▼

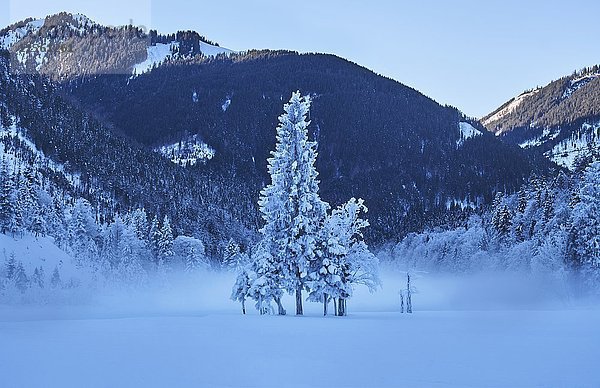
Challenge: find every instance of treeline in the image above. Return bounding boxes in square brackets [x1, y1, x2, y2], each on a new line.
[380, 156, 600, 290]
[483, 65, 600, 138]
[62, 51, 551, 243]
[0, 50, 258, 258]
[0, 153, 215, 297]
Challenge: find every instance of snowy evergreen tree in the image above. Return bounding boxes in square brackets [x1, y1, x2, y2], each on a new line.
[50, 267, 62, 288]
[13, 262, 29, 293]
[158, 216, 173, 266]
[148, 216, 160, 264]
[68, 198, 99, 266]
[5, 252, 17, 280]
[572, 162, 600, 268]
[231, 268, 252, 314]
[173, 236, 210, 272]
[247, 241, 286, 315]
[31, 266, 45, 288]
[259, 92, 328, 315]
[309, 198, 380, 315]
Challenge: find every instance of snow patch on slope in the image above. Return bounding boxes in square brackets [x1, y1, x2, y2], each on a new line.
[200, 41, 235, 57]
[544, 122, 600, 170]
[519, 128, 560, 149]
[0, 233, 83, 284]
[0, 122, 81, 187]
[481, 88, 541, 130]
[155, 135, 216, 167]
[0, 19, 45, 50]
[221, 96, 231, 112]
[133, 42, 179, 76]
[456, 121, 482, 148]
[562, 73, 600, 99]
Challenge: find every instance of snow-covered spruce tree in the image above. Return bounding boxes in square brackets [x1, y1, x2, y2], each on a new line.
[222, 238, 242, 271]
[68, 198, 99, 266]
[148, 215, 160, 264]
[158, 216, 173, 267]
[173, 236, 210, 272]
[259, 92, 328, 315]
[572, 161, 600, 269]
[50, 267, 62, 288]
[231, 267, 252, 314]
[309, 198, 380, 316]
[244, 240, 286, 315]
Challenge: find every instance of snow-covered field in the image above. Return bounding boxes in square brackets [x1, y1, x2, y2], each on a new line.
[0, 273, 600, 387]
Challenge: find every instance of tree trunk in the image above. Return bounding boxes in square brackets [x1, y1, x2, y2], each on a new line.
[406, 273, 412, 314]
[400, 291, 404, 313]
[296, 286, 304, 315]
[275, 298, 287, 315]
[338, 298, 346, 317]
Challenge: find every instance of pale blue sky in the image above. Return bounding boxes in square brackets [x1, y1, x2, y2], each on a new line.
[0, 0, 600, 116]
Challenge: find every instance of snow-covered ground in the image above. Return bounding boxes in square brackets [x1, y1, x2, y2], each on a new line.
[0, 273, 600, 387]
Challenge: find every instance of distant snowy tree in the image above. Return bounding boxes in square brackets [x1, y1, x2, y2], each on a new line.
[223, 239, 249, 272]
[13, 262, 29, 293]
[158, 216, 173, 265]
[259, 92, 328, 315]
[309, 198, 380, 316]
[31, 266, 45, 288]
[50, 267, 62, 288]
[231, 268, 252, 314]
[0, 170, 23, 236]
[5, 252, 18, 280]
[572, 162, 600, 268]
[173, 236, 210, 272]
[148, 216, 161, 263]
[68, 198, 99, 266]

▲
▼

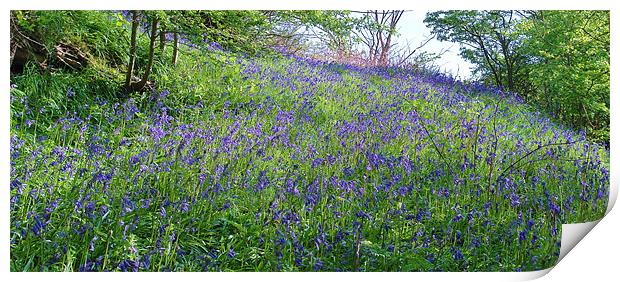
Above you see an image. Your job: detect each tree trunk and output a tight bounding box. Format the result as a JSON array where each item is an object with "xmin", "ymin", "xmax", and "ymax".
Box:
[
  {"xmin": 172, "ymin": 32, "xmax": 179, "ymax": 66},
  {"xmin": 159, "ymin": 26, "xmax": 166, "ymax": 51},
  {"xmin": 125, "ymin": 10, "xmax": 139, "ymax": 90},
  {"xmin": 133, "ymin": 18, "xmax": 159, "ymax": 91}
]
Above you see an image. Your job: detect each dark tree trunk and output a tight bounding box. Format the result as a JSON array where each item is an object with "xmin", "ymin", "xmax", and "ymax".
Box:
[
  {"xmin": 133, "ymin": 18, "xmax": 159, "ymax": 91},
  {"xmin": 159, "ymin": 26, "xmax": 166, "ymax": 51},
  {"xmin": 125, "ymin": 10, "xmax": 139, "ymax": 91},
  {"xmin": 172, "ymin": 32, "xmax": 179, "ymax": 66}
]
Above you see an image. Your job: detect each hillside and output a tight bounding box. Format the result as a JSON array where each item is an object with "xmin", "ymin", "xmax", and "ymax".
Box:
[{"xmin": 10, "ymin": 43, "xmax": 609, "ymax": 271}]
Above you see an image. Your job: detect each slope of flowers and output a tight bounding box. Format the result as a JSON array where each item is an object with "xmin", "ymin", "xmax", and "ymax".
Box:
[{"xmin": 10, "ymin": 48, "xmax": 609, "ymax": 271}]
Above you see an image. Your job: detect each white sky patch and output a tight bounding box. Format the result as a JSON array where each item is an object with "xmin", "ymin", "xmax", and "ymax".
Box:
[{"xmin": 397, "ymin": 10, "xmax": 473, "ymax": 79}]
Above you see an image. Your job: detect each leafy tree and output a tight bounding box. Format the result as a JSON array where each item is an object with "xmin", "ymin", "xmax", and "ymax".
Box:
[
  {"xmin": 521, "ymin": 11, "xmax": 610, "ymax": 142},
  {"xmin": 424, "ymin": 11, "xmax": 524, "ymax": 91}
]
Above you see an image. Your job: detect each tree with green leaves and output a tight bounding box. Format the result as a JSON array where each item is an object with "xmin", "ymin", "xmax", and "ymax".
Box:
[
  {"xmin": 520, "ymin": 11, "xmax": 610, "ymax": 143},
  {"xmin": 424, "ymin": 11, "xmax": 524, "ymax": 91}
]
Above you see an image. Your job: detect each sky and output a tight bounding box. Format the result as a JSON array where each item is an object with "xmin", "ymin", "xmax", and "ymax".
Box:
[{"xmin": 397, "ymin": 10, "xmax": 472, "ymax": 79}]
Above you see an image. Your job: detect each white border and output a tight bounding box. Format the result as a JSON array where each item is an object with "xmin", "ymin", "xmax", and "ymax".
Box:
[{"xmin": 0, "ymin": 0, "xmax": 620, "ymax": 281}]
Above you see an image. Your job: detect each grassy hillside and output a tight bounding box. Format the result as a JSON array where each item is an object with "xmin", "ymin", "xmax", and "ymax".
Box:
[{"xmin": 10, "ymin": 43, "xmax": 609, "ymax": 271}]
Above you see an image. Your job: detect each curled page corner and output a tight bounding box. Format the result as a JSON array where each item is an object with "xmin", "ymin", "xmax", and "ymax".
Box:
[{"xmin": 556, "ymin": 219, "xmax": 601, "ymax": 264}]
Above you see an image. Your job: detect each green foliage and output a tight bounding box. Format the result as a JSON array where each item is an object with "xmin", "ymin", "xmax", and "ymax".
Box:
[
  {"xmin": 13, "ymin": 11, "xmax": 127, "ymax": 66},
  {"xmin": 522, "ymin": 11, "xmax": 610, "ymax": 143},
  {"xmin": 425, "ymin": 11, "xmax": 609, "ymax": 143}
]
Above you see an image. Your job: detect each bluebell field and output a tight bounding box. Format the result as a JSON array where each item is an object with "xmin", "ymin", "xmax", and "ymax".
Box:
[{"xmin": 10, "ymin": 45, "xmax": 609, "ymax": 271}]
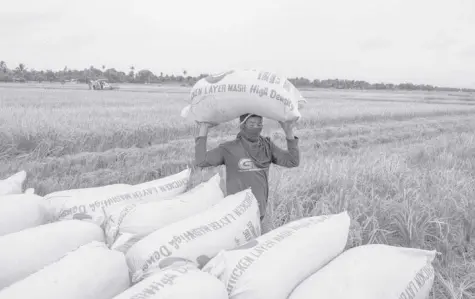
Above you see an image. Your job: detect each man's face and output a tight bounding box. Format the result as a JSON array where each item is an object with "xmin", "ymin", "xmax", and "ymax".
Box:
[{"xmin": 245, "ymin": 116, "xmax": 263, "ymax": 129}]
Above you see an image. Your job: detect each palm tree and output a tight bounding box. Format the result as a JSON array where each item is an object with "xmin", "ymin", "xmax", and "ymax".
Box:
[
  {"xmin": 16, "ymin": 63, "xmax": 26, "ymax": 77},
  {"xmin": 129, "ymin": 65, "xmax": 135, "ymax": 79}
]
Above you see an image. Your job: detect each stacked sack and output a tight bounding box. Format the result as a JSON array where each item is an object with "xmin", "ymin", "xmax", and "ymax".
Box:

▲
▼

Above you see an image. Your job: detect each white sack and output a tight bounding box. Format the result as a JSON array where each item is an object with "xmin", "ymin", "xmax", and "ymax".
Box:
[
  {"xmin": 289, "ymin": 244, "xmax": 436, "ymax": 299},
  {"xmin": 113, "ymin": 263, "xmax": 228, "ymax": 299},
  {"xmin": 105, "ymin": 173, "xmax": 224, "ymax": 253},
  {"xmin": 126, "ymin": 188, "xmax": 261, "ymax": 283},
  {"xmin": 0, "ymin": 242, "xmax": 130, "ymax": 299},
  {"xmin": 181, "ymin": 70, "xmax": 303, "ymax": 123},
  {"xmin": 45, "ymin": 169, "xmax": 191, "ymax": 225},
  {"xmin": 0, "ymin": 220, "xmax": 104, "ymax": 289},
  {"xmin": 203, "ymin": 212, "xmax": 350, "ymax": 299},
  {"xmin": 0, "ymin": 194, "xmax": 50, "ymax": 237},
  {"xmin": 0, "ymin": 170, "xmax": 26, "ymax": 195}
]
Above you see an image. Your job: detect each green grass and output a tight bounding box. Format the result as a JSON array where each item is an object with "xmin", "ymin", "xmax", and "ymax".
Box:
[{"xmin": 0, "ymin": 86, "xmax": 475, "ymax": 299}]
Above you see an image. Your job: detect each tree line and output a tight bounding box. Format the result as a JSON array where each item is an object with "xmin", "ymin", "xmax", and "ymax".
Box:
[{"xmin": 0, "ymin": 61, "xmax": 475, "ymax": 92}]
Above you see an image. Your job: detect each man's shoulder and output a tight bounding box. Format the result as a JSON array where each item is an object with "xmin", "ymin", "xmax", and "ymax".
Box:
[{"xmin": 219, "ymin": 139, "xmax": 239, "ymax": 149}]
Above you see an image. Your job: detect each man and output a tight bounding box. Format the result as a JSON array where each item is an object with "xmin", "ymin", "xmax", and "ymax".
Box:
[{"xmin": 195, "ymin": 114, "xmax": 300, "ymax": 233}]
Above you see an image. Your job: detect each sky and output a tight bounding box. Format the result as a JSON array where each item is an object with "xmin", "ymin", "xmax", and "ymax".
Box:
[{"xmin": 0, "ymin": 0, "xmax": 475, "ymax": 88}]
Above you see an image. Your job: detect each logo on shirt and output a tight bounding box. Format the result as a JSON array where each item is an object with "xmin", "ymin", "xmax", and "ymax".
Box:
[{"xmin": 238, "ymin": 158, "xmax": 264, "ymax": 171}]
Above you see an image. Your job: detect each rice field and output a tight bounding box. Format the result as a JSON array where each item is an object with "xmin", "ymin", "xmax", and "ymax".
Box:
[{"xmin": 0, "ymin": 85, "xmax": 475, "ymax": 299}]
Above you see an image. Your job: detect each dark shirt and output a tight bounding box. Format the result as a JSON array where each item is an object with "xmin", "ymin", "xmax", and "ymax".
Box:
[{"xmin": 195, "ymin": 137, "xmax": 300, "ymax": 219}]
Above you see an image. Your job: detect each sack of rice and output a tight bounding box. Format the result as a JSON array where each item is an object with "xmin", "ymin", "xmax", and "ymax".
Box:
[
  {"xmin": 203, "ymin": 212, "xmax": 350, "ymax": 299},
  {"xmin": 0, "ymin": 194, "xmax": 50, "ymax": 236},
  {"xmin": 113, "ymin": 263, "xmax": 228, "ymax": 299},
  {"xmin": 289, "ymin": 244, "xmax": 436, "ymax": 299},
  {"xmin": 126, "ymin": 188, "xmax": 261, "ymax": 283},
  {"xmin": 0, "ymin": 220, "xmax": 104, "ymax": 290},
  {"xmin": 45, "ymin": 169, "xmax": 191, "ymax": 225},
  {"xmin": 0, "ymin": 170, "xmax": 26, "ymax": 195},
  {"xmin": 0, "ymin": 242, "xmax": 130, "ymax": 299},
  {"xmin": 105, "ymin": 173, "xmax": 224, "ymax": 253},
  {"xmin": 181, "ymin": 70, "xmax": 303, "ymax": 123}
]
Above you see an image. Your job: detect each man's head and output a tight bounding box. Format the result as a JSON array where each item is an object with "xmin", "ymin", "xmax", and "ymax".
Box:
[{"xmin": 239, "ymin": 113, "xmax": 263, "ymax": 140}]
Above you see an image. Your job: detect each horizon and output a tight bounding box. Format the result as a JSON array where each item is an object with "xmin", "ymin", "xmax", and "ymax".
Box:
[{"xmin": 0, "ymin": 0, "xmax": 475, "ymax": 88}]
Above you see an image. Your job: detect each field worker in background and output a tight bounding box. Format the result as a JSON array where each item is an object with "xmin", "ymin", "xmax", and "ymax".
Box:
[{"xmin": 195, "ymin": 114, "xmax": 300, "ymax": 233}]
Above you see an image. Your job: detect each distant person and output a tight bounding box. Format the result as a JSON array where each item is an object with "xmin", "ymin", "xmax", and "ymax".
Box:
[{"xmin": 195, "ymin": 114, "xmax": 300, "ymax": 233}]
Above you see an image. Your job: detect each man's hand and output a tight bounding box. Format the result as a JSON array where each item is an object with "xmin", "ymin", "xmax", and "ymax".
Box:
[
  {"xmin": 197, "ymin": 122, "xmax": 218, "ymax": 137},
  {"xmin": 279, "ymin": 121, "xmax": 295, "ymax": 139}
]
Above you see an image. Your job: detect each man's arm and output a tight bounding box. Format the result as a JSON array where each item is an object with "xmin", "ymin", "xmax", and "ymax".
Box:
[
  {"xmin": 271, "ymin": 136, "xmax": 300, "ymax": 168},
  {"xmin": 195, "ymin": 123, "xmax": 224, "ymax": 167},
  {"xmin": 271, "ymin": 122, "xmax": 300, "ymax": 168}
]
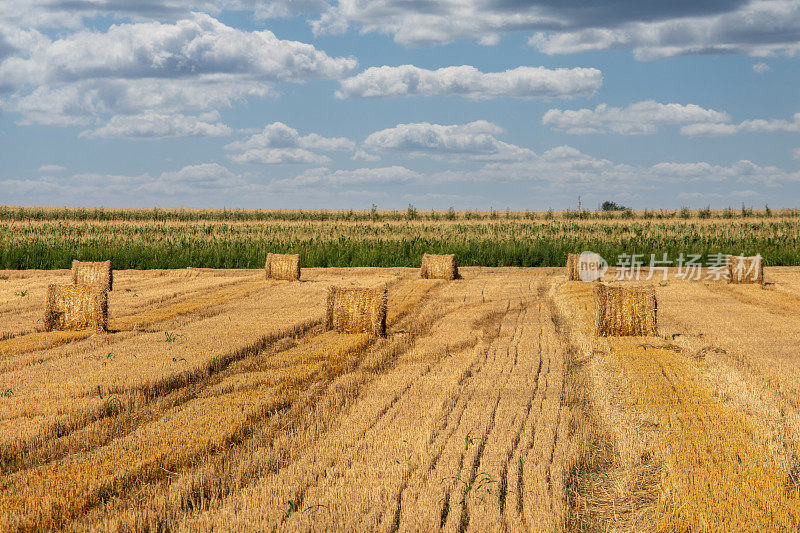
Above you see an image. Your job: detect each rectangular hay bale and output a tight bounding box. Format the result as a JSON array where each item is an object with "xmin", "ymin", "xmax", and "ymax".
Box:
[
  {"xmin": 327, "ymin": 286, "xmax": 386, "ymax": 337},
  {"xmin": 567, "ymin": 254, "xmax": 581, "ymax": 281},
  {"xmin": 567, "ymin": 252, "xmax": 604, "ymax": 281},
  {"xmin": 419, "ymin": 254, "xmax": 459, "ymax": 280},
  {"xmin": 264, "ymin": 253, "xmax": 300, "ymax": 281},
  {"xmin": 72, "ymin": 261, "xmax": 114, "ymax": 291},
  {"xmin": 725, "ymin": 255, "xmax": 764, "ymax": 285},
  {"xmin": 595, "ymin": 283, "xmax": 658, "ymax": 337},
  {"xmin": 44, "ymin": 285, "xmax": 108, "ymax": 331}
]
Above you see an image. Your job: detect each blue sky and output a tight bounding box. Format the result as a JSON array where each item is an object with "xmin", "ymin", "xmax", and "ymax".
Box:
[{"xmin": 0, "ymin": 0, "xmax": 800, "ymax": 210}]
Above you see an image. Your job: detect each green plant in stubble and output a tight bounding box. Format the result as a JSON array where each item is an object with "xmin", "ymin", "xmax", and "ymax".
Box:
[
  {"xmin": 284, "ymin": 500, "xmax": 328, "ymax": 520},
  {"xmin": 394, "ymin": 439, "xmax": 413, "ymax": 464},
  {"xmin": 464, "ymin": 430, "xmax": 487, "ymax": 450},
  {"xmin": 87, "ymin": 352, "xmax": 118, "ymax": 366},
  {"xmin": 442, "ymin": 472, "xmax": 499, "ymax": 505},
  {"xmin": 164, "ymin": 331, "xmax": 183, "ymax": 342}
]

▲

**Goal**: In the listing, change "square brackets" to "round brackets" from the line with "Challenge: find every instance of treeline" to the line with "[0, 153, 215, 297]". Return only those lines, with everything else in them left as it is.

**Reply**:
Challenge: find every instance of treeline in the image above. Return bounding boxes in round brackets [x1, y1, x2, y2], each on a new line.
[380, 156, 600, 290]
[483, 65, 600, 138]
[62, 51, 551, 243]
[0, 50, 258, 258]
[0, 153, 215, 297]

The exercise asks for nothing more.